## Request A
Edit the part of the Crump Stadium article that opens with the words containing "Crump Stadium is" and closes with "Central High School.", replacing "spectators" with "fans".

## Provided passage
Crump Stadium
- Interactive map of Crump Stadium
- Address: 305 Cleveland Street Memphis, Tennessee United States
- Coordinates: 35°08′02″N 90°01′06″W﻿ / ﻿35.133913°N 90.01826°W
- Owner: Memphis-Shelby County Schools
- Capacity: 4,000 (2006–present)

= Crump Stadium =

Stadium in Memphis, Tennessee

Crump Stadium is a sports stadium in Memphis, Tennessee, built in 1934 and significantly downsized in 2006. It was built as a Works Progress Administration (WPA) project with a capacity of 7,500. In 1939 it was enlarged to hold 25,000 spectators. In 1948 and 1949 it staged the Delta Bowl, a college football bowl game. In 1947 the Arkansas–Texas football game was played there. The annual Ole Miss–Tennessee & Mississippi State–Tennessee games were also held there in the 1960s. Memphis State University (now University of Memphis) home football games were played there until the completion of Memphis Memorial Stadium (now Liberty Bowl Memorial Stadium) in 1965. The stadium was named for the late Memphis political boss E. H. Crump. It is now home to Central High School.

## Request B
Copy out each line in the entries that contains the word "background".

## Material to process
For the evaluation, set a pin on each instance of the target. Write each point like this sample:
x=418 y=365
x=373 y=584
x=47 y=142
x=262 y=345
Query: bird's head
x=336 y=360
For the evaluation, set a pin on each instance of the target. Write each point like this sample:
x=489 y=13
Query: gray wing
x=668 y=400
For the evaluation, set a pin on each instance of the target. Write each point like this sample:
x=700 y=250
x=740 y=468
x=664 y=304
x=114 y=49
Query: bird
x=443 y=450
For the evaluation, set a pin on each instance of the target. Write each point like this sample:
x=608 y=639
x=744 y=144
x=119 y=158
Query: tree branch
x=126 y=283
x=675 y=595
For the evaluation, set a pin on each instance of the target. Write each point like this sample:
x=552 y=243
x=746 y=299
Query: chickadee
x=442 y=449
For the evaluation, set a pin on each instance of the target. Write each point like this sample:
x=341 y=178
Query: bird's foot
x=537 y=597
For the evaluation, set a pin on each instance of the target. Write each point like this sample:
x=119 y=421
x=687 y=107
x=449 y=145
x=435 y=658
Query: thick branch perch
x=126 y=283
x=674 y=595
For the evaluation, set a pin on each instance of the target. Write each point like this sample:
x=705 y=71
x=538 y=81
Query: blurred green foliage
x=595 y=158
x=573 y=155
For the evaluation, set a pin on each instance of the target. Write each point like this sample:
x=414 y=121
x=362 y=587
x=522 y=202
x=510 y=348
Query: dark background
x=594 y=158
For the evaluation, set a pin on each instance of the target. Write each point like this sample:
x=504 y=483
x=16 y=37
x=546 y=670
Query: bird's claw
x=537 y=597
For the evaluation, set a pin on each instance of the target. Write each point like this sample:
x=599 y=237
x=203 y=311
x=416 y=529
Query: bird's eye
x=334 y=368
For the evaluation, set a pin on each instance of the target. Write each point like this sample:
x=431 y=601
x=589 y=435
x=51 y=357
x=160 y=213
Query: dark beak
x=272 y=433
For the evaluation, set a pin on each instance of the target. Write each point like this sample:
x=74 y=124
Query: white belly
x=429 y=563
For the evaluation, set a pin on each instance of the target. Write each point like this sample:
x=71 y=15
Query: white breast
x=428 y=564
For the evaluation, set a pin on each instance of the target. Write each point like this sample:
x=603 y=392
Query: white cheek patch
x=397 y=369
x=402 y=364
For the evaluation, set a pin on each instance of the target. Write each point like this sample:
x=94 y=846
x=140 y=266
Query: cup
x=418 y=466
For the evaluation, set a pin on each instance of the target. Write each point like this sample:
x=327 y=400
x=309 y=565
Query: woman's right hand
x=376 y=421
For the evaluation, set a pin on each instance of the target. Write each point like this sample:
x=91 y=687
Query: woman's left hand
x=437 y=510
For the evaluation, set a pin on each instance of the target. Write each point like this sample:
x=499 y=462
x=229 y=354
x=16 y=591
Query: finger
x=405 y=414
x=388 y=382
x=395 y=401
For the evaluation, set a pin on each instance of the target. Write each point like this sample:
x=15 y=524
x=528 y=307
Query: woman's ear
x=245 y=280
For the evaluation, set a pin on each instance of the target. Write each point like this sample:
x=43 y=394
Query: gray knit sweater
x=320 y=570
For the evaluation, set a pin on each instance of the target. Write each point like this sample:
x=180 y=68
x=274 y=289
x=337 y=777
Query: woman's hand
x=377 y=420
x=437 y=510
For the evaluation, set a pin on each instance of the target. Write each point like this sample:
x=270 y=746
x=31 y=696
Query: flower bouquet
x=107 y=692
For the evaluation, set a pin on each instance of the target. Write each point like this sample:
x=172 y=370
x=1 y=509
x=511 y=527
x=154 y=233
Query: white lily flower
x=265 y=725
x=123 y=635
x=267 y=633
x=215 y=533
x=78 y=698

* * *

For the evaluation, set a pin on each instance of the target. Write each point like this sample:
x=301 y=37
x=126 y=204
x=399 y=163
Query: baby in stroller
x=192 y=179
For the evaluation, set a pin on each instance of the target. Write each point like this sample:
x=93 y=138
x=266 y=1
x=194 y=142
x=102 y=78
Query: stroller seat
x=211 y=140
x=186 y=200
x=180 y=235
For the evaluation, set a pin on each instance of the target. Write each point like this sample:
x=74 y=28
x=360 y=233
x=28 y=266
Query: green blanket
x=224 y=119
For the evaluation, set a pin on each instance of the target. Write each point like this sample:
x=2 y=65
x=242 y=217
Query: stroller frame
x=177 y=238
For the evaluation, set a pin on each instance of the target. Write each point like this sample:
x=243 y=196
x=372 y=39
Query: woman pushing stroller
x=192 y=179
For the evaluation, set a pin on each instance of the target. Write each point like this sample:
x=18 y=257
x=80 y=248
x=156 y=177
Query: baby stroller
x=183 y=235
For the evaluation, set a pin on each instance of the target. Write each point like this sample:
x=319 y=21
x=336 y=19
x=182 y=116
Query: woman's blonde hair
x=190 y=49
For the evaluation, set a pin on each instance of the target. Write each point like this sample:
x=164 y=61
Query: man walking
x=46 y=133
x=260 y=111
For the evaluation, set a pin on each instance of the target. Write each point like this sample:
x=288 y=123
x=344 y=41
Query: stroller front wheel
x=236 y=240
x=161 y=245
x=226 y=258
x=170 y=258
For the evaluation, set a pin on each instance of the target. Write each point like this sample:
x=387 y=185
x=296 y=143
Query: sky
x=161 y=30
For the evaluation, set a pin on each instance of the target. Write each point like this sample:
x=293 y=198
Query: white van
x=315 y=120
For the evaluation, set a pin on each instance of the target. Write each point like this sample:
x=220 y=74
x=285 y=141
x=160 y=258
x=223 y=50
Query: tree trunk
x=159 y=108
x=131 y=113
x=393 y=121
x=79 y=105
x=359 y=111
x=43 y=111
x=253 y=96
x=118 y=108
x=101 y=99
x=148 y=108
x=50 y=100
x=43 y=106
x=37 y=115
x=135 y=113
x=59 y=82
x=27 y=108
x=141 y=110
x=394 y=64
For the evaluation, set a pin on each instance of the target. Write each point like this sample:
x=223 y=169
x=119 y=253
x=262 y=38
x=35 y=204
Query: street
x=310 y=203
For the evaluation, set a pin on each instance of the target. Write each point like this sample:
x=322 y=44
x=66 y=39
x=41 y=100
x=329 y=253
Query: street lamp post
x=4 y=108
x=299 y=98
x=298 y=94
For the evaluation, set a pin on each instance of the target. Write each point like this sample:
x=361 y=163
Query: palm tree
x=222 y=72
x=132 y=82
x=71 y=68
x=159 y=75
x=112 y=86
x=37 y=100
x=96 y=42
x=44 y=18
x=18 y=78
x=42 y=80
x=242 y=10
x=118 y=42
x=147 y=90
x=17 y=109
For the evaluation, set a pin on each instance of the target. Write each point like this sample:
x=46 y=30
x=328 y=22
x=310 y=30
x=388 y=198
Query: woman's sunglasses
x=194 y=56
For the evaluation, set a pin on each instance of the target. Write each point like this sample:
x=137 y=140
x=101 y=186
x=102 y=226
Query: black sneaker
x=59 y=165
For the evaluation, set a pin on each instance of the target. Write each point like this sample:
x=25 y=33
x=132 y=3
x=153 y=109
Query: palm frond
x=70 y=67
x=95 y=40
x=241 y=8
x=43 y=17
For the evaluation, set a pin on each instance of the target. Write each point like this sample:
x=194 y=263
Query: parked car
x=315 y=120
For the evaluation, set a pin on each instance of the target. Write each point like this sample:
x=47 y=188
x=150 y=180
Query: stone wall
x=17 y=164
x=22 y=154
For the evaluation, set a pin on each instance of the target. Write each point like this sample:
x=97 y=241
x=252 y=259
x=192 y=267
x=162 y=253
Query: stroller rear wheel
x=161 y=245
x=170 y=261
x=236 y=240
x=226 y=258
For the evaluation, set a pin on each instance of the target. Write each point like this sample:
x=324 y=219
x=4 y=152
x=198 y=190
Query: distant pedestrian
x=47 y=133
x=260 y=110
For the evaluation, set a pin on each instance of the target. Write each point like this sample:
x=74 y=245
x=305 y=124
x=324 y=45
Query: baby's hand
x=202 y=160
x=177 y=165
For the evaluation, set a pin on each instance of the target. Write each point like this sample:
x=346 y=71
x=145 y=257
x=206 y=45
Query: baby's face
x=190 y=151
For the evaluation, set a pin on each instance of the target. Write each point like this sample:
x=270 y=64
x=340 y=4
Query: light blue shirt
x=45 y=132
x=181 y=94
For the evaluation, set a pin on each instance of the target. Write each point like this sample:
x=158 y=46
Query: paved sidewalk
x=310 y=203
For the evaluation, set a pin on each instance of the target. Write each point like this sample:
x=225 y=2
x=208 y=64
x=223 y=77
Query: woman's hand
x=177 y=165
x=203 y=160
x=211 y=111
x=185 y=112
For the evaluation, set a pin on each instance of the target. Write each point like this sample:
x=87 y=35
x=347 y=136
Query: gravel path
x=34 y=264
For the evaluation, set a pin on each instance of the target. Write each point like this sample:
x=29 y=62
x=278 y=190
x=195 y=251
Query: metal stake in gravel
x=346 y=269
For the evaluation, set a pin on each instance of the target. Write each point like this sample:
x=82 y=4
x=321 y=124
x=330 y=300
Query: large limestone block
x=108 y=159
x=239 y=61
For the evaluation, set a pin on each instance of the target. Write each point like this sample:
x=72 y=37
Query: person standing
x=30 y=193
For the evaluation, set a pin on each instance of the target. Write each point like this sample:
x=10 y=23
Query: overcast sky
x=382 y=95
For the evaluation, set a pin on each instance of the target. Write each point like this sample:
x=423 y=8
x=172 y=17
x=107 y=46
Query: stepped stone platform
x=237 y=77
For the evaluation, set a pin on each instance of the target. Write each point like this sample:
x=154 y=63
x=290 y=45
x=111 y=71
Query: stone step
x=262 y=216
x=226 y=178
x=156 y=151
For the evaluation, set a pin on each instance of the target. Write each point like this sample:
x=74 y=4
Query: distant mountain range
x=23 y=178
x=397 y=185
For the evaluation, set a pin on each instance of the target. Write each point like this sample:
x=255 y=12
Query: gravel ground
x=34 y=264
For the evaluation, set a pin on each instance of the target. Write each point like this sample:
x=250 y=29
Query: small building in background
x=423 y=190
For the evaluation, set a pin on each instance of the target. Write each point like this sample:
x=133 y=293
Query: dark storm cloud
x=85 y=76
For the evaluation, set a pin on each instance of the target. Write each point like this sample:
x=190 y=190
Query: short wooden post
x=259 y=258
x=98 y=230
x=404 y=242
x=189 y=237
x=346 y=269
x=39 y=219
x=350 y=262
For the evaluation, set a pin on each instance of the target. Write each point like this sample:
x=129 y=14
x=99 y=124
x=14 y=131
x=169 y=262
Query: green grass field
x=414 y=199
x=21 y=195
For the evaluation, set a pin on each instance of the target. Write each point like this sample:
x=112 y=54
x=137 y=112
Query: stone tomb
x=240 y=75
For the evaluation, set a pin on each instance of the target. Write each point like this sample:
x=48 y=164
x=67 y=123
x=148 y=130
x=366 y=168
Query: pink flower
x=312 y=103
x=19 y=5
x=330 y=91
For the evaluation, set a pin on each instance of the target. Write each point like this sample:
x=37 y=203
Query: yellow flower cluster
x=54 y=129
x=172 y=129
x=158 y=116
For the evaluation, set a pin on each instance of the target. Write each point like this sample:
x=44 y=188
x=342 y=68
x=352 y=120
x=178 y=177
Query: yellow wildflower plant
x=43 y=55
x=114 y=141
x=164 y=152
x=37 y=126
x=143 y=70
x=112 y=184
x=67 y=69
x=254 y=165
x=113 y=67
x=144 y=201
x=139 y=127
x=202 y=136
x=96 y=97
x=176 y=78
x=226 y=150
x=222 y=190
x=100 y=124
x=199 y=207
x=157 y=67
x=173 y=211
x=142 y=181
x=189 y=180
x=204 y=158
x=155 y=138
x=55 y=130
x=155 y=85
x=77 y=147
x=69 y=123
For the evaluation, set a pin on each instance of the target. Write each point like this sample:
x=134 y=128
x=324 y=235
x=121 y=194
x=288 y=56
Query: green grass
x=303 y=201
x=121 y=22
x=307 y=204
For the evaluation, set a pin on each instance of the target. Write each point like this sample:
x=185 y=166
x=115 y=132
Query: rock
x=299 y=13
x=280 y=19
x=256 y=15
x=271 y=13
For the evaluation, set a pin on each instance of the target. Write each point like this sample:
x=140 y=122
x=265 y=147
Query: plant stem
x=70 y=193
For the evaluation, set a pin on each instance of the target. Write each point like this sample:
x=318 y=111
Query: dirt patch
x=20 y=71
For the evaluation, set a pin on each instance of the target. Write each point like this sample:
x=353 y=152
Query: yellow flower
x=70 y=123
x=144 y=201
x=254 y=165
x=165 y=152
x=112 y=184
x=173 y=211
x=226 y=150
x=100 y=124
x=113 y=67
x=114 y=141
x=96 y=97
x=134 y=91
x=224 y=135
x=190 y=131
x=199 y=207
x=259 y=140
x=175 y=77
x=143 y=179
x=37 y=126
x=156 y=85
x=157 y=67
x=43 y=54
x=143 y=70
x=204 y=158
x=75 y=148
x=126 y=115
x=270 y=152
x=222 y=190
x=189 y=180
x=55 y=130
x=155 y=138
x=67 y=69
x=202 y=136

## Full solution A
Crump Stadium is a sports stadium in Memphis, Tennessee, built in 1934 and significantly downsized in 2006. It was built as a Works Progress Administration (WPA) project with a capacity of 7,500. In 1939 it was enlarged to hold 25,000 fans. In 1948 and 1949 it staged the Delta Bowl, a college football bowl game. In 1947 the Arkansas–Texas football game was played there. The annual Ole Miss–Tennessee & Mississippi State–Tennessee games were also held there in the 1960s. Memphis State University (now University of Memphis) home football games were played there until the completion of Memphis Memorial Stadium (now Liberty Bowl Memorial Stadium) in 1965. The stadium was named for the late Memphis political boss E. H. Crump. It is now home to Central High School.

## Full solution B
Query: dark background
Query: small building in background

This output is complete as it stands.